Render the lines below as a Markdown table with two columns, Row and Line, giving each non-blank line its own numbered row and leaving out blank lines. Leave the pictures out of the table.

────────────────────────────────────────

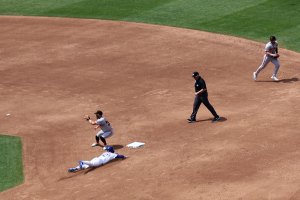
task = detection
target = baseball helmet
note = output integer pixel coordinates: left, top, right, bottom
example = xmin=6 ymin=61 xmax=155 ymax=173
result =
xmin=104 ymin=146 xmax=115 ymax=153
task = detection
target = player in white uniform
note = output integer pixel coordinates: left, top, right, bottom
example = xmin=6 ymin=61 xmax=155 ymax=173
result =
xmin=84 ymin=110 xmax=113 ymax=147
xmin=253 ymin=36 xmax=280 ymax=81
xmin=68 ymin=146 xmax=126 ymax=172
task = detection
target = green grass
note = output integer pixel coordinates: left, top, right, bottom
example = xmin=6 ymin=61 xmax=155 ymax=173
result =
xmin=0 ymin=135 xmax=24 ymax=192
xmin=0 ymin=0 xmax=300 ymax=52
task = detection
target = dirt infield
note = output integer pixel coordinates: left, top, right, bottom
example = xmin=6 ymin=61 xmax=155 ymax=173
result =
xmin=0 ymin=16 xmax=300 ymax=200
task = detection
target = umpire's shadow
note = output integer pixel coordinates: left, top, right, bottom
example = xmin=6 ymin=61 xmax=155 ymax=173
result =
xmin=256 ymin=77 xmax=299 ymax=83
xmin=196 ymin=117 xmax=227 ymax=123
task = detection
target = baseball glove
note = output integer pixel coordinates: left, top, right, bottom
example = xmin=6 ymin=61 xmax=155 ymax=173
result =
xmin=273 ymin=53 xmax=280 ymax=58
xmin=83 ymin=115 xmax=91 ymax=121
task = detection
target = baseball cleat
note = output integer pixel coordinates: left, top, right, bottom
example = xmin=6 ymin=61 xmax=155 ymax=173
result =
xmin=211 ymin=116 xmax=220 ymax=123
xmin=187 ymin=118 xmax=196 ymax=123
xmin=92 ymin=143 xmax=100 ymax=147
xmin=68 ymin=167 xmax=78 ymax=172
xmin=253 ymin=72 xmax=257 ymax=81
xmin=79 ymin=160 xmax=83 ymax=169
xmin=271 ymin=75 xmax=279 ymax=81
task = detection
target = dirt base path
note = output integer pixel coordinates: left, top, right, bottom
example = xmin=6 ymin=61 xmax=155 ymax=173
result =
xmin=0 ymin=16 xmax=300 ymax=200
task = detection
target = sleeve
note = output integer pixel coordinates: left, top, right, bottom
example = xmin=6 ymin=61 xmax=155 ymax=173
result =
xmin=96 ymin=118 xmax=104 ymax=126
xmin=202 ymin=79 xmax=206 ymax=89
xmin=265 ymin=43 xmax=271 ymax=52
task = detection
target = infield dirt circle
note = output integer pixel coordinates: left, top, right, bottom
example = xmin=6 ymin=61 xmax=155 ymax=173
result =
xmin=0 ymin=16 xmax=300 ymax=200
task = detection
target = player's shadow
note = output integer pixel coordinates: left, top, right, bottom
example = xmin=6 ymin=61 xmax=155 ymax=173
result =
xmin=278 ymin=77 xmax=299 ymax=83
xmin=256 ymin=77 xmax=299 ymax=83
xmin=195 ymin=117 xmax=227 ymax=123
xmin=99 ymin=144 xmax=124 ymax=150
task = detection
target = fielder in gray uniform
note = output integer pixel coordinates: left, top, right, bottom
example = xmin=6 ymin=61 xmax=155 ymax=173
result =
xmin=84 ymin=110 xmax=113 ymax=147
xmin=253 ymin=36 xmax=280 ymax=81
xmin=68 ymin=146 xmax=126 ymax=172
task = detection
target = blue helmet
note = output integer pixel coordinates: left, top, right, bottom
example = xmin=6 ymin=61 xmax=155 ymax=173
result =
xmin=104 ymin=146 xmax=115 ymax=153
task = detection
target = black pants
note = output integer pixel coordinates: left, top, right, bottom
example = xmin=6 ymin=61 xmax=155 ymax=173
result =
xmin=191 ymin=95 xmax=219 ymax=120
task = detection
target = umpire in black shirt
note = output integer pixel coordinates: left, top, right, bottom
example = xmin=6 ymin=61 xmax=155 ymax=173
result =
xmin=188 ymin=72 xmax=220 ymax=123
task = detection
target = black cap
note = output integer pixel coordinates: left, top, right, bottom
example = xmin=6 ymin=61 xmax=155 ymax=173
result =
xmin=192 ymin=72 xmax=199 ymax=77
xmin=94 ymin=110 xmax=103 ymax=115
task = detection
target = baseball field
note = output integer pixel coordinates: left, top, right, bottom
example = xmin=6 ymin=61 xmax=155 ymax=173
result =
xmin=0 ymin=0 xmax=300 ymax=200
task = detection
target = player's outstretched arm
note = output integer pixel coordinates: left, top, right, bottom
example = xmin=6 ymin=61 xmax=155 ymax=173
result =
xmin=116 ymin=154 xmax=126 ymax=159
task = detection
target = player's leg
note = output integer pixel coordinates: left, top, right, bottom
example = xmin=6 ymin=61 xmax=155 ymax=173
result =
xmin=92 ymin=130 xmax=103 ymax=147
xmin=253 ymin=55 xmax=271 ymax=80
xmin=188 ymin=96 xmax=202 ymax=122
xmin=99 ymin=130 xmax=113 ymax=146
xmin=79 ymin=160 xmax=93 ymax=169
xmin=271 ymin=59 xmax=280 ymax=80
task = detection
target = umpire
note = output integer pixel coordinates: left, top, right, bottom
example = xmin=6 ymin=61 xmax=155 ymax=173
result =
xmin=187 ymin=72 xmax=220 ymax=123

────────────────────────────────────────

▶ Exercise result
| Row | Line |
|---|---|
| 1 | task = detection |
| 2 | target = baseball helmet |
| 3 | note = output integer pixel coordinates: left, top, right, bottom |
| 4 | example = xmin=6 ymin=61 xmax=155 ymax=173 |
| 5 | result = |
| 6 | xmin=104 ymin=146 xmax=115 ymax=153 |
| 7 | task = detection |
| 8 | target = player in white uniform |
| 9 | note = output integer pixel coordinates: left, top, right, bottom |
| 10 | example = xmin=6 ymin=61 xmax=155 ymax=173 |
| 11 | result = |
| 12 | xmin=84 ymin=110 xmax=113 ymax=147 |
| 13 | xmin=253 ymin=36 xmax=280 ymax=81 |
| 14 | xmin=68 ymin=146 xmax=126 ymax=172 |
| 15 | task = detection |
| 16 | target = green grass |
| 17 | note = output integer pixel coordinates: left, top, right, bottom |
| 18 | example = xmin=6 ymin=61 xmax=155 ymax=173 |
| 19 | result = |
| 20 | xmin=0 ymin=135 xmax=24 ymax=192 |
| 21 | xmin=0 ymin=0 xmax=300 ymax=52 |
| 22 | task = detection |
| 23 | target = dirt infield |
| 24 | note = output integer pixel coordinates: left, top, right, bottom |
| 25 | example = xmin=6 ymin=61 xmax=155 ymax=173 |
| 26 | result = |
| 27 | xmin=0 ymin=16 xmax=300 ymax=200 |
| 28 | task = detection |
| 29 | target = umpire's shadow |
| 30 | note = output integer pixel coordinates: left, top, right, bottom |
| 31 | example = xmin=6 ymin=61 xmax=155 ymax=173 |
| 32 | result = |
| 33 | xmin=256 ymin=77 xmax=299 ymax=83 |
| 34 | xmin=196 ymin=117 xmax=227 ymax=123 |
| 35 | task = detection |
| 36 | target = baseball glove |
| 37 | note = output integer pixel coordinates: left, top, right, bottom |
| 38 | example = xmin=6 ymin=61 xmax=155 ymax=173 |
| 39 | result = |
| 40 | xmin=273 ymin=53 xmax=280 ymax=58 |
| 41 | xmin=83 ymin=115 xmax=91 ymax=121 |
| 42 | task = detection |
| 43 | target = baseball cleat |
| 44 | note = output integer pixel coordinates: left, top, right, bottom |
| 45 | example = xmin=6 ymin=61 xmax=155 ymax=173 |
| 46 | result = |
| 47 | xmin=211 ymin=116 xmax=220 ymax=123 |
| 48 | xmin=187 ymin=118 xmax=196 ymax=123 |
| 49 | xmin=92 ymin=143 xmax=100 ymax=147 |
| 50 | xmin=68 ymin=167 xmax=78 ymax=172 |
| 51 | xmin=253 ymin=72 xmax=257 ymax=81 |
| 52 | xmin=79 ymin=160 xmax=83 ymax=169 |
| 53 | xmin=271 ymin=75 xmax=279 ymax=81 |
| 54 | task = detection |
| 55 | target = dirt base path |
| 56 | note = output integer pixel coordinates: left, top, right, bottom |
| 57 | example = xmin=6 ymin=61 xmax=155 ymax=173 |
| 58 | result = |
| 59 | xmin=0 ymin=16 xmax=300 ymax=200 |
| 60 | task = detection |
| 61 | target = sleeve |
| 62 | note = output integer pixel coordinates: left, top, right, bottom |
| 63 | example = xmin=6 ymin=61 xmax=155 ymax=173 |
| 64 | result = |
| 65 | xmin=96 ymin=118 xmax=104 ymax=126 |
| 66 | xmin=202 ymin=79 xmax=206 ymax=89 |
| 67 | xmin=265 ymin=43 xmax=271 ymax=52 |
| 68 | task = detection |
| 69 | target = infield dirt circle |
| 70 | note = output integer pixel coordinates: left, top, right, bottom |
| 71 | example = xmin=6 ymin=61 xmax=155 ymax=173 |
| 72 | result = |
| 73 | xmin=0 ymin=16 xmax=300 ymax=200 |
| 74 | task = detection |
| 75 | target = player's shadow |
| 76 | note = output integer pixel coordinates: left, top, right, bottom |
| 77 | example = xmin=6 ymin=61 xmax=155 ymax=173 |
| 78 | result = |
| 79 | xmin=278 ymin=77 xmax=299 ymax=83 |
| 80 | xmin=256 ymin=77 xmax=299 ymax=83 |
| 81 | xmin=195 ymin=117 xmax=227 ymax=123 |
| 82 | xmin=99 ymin=144 xmax=124 ymax=150 |
| 83 | task = detection |
| 84 | target = fielder in gray uniform |
| 85 | note = output integer pixel coordinates: left, top, right, bottom |
| 86 | example = xmin=6 ymin=61 xmax=155 ymax=173 |
| 87 | result = |
| 88 | xmin=84 ymin=110 xmax=113 ymax=147 |
| 89 | xmin=253 ymin=36 xmax=280 ymax=81 |
| 90 | xmin=68 ymin=146 xmax=126 ymax=172 |
| 91 | task = detection |
| 92 | target = blue helmet |
| 93 | note = output integer pixel coordinates: left, top, right, bottom |
| 94 | example = xmin=6 ymin=61 xmax=155 ymax=173 |
| 95 | result = |
| 96 | xmin=104 ymin=146 xmax=115 ymax=153 |
| 97 | task = detection |
| 98 | target = black pants |
| 99 | note = output integer pixel coordinates: left, top, right, bottom |
| 100 | example = xmin=6 ymin=61 xmax=155 ymax=173 |
| 101 | result = |
| 102 | xmin=191 ymin=95 xmax=219 ymax=120 |
| 103 | task = detection |
| 104 | target = umpire in black shirt |
| 105 | note = output integer pixel coordinates: left, top, right, bottom |
| 106 | example = xmin=6 ymin=61 xmax=155 ymax=173 |
| 107 | result = |
| 108 | xmin=188 ymin=72 xmax=220 ymax=123 |
| 109 | task = detection |
| 110 | target = black cap |
| 111 | note = output integer pixel coordinates: left, top, right, bottom |
| 112 | example = xmin=6 ymin=61 xmax=155 ymax=173 |
| 113 | result = |
| 114 | xmin=192 ymin=72 xmax=199 ymax=77 |
| 115 | xmin=94 ymin=110 xmax=103 ymax=115 |
| 116 | task = detection |
| 117 | target = baseball field |
| 118 | note = output integer pixel coordinates: left, top, right, bottom |
| 119 | example = xmin=6 ymin=61 xmax=155 ymax=173 |
| 120 | result = |
| 121 | xmin=0 ymin=0 xmax=300 ymax=200 |
| 122 | task = detection |
| 123 | target = player's outstretched arm |
| 124 | note = output integer pixel coordinates: left, top, right, bottom |
| 125 | example = xmin=6 ymin=61 xmax=155 ymax=173 |
| 126 | result = |
| 127 | xmin=116 ymin=154 xmax=126 ymax=159 |
| 128 | task = detection |
| 129 | target = player's leg |
| 130 | note = output integer pixel coordinates: left, top, right, bottom |
| 131 | example = xmin=6 ymin=61 xmax=155 ymax=173 |
| 132 | result = |
| 133 | xmin=92 ymin=130 xmax=103 ymax=147 |
| 134 | xmin=253 ymin=55 xmax=271 ymax=80 |
| 135 | xmin=188 ymin=96 xmax=202 ymax=122 |
| 136 | xmin=99 ymin=130 xmax=113 ymax=146 |
| 137 | xmin=79 ymin=160 xmax=93 ymax=169 |
| 138 | xmin=271 ymin=59 xmax=280 ymax=80 |
| 139 | task = detection |
| 140 | target = umpire |
| 141 | note = output integer pixel coordinates: left, top, right, bottom |
| 142 | example = xmin=6 ymin=61 xmax=155 ymax=173 |
| 143 | result = |
| 144 | xmin=187 ymin=72 xmax=220 ymax=123 |